Aim of the exercise: Repeat the rows below word for word. Start with the line that contains "of the cloud", and keep going through the final line of the rows.

Records:
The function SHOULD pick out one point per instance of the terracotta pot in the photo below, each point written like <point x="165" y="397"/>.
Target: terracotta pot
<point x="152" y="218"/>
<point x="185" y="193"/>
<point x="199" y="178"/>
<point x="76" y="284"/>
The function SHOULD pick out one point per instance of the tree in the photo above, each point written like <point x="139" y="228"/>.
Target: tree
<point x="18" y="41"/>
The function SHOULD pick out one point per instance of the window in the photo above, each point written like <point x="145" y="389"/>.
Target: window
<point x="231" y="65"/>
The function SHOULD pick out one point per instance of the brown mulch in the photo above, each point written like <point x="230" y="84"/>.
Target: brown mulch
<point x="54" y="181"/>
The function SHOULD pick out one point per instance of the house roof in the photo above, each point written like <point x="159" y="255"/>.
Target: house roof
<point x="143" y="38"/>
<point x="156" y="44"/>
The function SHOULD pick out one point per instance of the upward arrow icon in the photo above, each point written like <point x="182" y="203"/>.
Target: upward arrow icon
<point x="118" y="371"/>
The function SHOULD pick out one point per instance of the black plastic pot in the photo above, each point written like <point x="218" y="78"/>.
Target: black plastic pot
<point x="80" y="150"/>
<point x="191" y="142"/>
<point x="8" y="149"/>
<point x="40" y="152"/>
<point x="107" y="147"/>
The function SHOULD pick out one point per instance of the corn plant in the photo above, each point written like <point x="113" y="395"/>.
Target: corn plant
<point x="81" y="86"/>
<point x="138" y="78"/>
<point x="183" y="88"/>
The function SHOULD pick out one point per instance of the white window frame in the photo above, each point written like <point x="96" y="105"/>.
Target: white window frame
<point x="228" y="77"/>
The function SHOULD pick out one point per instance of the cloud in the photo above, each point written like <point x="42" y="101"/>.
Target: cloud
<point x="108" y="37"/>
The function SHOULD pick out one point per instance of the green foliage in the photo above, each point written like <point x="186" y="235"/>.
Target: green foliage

Solution below:
The function SHOULD pick out one point per instance of the cloud in the photo above, each point written like <point x="42" y="101"/>.
Target: cloud
<point x="108" y="37"/>
The function SHOULD pick out one point per instance of the green foliage in the photo above, each point written like <point x="186" y="235"/>.
Target: green foliage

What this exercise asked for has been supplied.